▶ **Task**
Rewrite all of the data below as a numbered list, omitting any blank lines.

▶ **Records for this exercise**
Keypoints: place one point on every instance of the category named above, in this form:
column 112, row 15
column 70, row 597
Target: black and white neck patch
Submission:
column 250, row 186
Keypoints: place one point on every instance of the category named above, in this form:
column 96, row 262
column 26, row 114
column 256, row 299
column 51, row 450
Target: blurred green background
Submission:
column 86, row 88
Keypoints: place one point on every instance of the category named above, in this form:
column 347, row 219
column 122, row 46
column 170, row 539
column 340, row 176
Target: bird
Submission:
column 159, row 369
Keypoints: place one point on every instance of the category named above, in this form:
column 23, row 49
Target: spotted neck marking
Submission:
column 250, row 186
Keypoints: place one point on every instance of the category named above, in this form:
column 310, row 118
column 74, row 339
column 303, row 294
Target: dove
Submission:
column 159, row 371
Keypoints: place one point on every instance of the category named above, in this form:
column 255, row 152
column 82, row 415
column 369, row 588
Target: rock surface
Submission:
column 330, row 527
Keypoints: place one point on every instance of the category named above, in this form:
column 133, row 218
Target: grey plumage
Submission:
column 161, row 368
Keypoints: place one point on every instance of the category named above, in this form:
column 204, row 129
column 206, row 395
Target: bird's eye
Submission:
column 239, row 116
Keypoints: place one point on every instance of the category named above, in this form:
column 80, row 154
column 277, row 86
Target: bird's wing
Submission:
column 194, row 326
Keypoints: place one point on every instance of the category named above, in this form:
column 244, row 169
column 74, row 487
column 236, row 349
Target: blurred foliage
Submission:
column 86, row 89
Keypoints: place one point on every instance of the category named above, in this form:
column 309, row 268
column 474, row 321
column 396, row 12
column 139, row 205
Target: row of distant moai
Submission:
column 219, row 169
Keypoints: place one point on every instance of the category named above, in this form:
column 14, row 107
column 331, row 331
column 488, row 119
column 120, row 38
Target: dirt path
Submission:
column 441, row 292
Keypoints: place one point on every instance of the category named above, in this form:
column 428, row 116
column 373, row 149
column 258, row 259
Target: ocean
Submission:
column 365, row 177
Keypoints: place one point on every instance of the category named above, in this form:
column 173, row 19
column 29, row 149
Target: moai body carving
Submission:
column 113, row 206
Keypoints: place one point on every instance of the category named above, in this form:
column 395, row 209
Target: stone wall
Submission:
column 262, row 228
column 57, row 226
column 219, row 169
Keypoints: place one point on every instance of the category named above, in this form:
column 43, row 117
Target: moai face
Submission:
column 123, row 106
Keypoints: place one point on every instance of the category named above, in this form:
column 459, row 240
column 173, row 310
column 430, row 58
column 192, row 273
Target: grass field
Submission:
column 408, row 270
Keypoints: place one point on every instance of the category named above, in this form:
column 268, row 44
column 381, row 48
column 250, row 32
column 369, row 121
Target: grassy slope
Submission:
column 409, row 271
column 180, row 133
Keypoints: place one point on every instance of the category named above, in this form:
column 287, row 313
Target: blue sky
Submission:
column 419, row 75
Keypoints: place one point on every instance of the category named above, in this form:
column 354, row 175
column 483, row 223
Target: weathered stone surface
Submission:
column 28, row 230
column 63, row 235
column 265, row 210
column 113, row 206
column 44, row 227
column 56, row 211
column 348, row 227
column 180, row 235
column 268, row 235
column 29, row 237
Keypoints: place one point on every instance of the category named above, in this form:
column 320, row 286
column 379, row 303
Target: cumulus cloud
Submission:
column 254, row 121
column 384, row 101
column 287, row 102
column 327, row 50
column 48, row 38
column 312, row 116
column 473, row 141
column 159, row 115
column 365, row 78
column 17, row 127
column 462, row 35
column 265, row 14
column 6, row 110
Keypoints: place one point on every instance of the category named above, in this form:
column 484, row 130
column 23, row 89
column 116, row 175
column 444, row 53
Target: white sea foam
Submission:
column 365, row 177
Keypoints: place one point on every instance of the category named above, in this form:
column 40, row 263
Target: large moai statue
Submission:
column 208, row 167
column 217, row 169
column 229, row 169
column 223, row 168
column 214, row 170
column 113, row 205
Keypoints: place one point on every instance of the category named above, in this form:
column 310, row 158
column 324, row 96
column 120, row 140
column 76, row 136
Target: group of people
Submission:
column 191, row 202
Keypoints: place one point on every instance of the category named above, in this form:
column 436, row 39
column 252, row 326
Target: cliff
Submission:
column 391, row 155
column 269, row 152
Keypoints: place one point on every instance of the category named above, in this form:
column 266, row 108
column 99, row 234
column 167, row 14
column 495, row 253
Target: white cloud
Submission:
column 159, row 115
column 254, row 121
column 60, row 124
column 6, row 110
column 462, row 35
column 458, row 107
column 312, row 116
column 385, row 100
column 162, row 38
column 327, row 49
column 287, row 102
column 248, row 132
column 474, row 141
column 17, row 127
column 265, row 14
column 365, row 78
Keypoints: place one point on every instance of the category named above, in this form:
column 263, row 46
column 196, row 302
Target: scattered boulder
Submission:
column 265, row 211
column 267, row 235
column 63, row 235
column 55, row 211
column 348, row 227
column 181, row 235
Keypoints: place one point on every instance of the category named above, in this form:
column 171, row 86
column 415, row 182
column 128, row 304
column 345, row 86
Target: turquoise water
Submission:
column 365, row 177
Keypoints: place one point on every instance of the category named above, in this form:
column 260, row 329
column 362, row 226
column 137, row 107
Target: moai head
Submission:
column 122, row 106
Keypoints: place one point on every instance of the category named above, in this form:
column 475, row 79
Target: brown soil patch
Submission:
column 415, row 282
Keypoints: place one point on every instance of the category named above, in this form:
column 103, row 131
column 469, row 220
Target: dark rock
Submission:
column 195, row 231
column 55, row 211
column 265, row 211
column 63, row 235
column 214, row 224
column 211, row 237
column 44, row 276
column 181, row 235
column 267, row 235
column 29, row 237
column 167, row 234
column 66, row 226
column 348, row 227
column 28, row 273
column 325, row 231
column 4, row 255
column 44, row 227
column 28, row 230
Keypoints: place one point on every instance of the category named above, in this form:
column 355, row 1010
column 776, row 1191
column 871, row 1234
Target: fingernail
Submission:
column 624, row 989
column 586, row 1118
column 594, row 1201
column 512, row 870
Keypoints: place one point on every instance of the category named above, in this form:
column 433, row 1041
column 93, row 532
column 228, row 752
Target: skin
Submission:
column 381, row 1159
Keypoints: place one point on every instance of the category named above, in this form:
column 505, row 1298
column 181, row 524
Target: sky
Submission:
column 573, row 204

▶ **Finished answer**
1. Keypoints: place one point on every instance of the category named above, in this form:
2. column 112, row 15
3. column 70, row 597
4. Target: black and white neck patch
5. Submission:
6. column 250, row 186
7. Keypoints: place one point on every instance of the category named above, in this form:
8. column 96, row 262
9. column 26, row 114
10. column 256, row 299
11. column 51, row 450
12. Target: blurred green background
13. Submission:
14. column 86, row 88
15. Keypoints: place one point on every instance of the category named above, in this form:
16. column 347, row 219
17. column 122, row 46
18. column 170, row 539
19. column 340, row 176
20. Target: bird
21. Submission:
22. column 159, row 369
23. Keypoints: place one point on every instance of the category named above, in this form:
24. column 23, row 49
25. Target: spotted neck marking
26. Submission:
27. column 250, row 186
28. Keypoints: place one point on every instance of the category named above, in this form:
29. column 310, row 118
30. column 74, row 339
31. column 303, row 294
32. Target: dove
33. Submission:
34. column 159, row 371
35. Keypoints: place one point on every instance of the category named above, in this form:
36. column 255, row 152
37. column 82, row 415
38. column 369, row 588
39. Target: rock surface
40. Submission:
41. column 330, row 527
42. Keypoints: place one point on every instance of the category named above, in this form:
43. column 133, row 218
44. Target: grey plumage
45. Submission:
46. column 161, row 368
47. Keypoints: place one point on every instance of the category named above, in this form:
48. column 204, row 129
49. column 206, row 395
50. Target: bird's eye
51. Submission:
52. column 239, row 116
53. Keypoints: place one point on every instance of the category named above, in this form:
54. column 80, row 154
55. column 277, row 86
56. Target: bird's wing
57. Submission:
58. column 194, row 326
59. Keypoints: place one point on every instance of the category named above, in this form:
60. column 244, row 169
61. column 74, row 487
62. column 236, row 349
63. Target: blurred foliage
64. Submission:
65. column 86, row 89
66. Keypoints: place one point on every instance of the category named above, in this form:
67. column 309, row 268
68. column 474, row 321
69. column 396, row 12
70. column 139, row 205
71. Target: row of distant moai
72. Submission:
73. column 219, row 169
74. Keypoints: place one point on every instance of the category named above, in this form:
75. column 14, row 107
76. column 331, row 331
77. column 488, row 119
78. column 120, row 38
79. Target: dirt path
80. Submission:
81. column 441, row 292
82. Keypoints: place one point on every instance of the category named above, in this form:
83. column 428, row 116
84. column 373, row 149
85. column 258, row 259
86. Target: ocean
87. Submission:
88. column 365, row 177
89. Keypoints: place one point on every instance of the category named above, in this form:
90. column 173, row 19
91. column 29, row 149
92. Target: moai body carving
93. Submission:
94. column 113, row 206
95. Keypoints: place one point on every instance of the category named above, in this form:
96. column 395, row 209
97. Target: stone wall
98. Submission:
99. column 262, row 228
100. column 57, row 226
101. column 219, row 169
102. Keypoints: place one point on every instance of the category named above, in this form:
103. column 43, row 117
104. Target: moai face
105. Submission:
106. column 123, row 106
107. Keypoints: place one point on every instance of the category named above, in this form:
108. column 459, row 240
109. column 173, row 310
110. column 430, row 58
111. column 192, row 273
112. Target: grass field
113. Submission:
114. column 408, row 270
115. Keypoints: place one point on every instance of the category named above, in this form:
116. column 268, row 44
117. column 381, row 48
118. column 250, row 32
119. column 369, row 121
120. Target: grassy slope
121. Submission:
122. column 409, row 271
123. column 180, row 133
124. Keypoints: place one point on every instance of the category named above, in this form:
125. column 287, row 313
126. Target: blue sky
127. Submission:
128. column 419, row 75
129. Keypoints: place one point on every instance of the category named above, in this form:
130. column 354, row 175
131. column 483, row 223
132. Target: weathered stone surface
133. Submission:
134. column 28, row 230
135. column 63, row 235
136. column 265, row 210
137. column 113, row 206
138. column 44, row 227
139. column 56, row 211
140. column 348, row 227
141. column 180, row 235
142. column 268, row 235
143. column 29, row 237
144. Keypoints: place one point on every instance of the category named above, in this form:
145. column 320, row 286
146. column 379, row 303
147. Target: cumulus cloud
148. Submission:
149. column 254, row 121
150. column 384, row 101
151. column 287, row 102
152. column 327, row 50
153. column 48, row 38
154. column 312, row 116
155. column 473, row 141
156. column 159, row 115
157. column 365, row 78
158. column 17, row 127
159. column 462, row 35
160. column 265, row 14
161. column 6, row 110
162. Keypoints: place one point on every instance of the category named above, in this form:
163. column 484, row 130
164. column 23, row 89
165. column 116, row 175
166. column 444, row 53
167. Target: white sea foam
168. Submission:
169. column 365, row 177
170. Keypoints: place one point on every instance of the category named above, in this form:
171. column 40, row 263
172. Target: large moai statue
173. Submission:
174. column 208, row 167
175. column 217, row 169
176. column 229, row 169
177. column 223, row 168
178. column 214, row 170
179. column 113, row 205
180. Keypoints: place one point on every instance of the category named above, in this form:
181. column 310, row 158
182. column 324, row 96
183. column 120, row 140
184. column 76, row 136
185. Target: group of people
186. Submission:
187. column 191, row 202
188. Keypoints: place one point on every instance of the category named above, in this form:
189. column 436, row 39
190. column 252, row 326
191. Target: cliff
192. Submission:
193. column 391, row 155
194. column 269, row 152
195. Keypoints: place one point on every instance of the category named above, in this form:
196. column 266, row 108
197. column 99, row 234
198. column 167, row 14
199. column 495, row 253
200. Target: white cloud
201. Submission:
202. column 159, row 115
203. column 254, row 121
204. column 60, row 124
205. column 6, row 110
206. column 462, row 35
207. column 458, row 107
208. column 312, row 116
209. column 385, row 100
210. column 162, row 38
211. column 327, row 49
212. column 287, row 102
213. column 248, row 132
214. column 474, row 141
215. column 17, row 127
216. column 265, row 14
217. column 365, row 78
218. Keypoints: place one point on every instance of the category named above, in this form:
219. column 263, row 46
220. column 196, row 302
221. Target: scattered boulder
222. Submission:
223. column 265, row 211
224. column 267, row 235
225. column 63, row 235
226. column 55, row 211
227. column 348, row 227
228. column 181, row 235
229. Keypoints: place one point on every instance of the category named above, in this form:
230. column 171, row 86
231. column 415, row 182
232. column 128, row 304
233. column 345, row 86
234. Target: turquoise water
235. Submission:
236. column 365, row 177
237. Keypoints: place one point on every instance of the category named above, in this form:
238. column 260, row 329
239. column 362, row 226
240. column 137, row 107
241. Target: moai head
242. Submission:
243. column 122, row 106
244. Keypoints: place one point on every instance of the category named above, in this form:
245. column 475, row 79
246. Target: brown soil patch
247. Submission:
248. column 415, row 282
249. Keypoints: place one point on every instance of the category named above, in this form:
250. column 103, row 131
251. column 469, row 220
252. Target: dark rock
253. Submission:
254. column 195, row 231
255. column 55, row 211
256. column 265, row 211
257. column 63, row 235
258. column 214, row 224
259. column 211, row 237
260. column 44, row 276
261. column 181, row 235
262. column 267, row 235
263. column 29, row 237
264. column 167, row 234
265. column 66, row 226
266. column 348, row 227
267. column 28, row 273
268. column 325, row 231
269. column 4, row 255
270. column 44, row 227
271. column 28, row 230
272. Keypoints: place one point on every instance of the category named above, in this form:
273. column 355, row 1010
274. column 776, row 1191
275. column 871, row 1234
276. Target: fingernail
277. Submission:
278. column 624, row 989
279. column 586, row 1118
280. column 594, row 1201
281. column 512, row 870
282. Keypoints: place one point on every instance of the category named above, in this form:
283. column 433, row 1041
284. column 93, row 532
285. column 228, row 752
286. Target: skin
287. Submission:
288. column 381, row 1159
289. Keypoints: place one point on every instance of the category named above, in this form:
290. column 505, row 1298
291. column 181, row 524
292. Target: sky
293. Submission:
294. column 573, row 204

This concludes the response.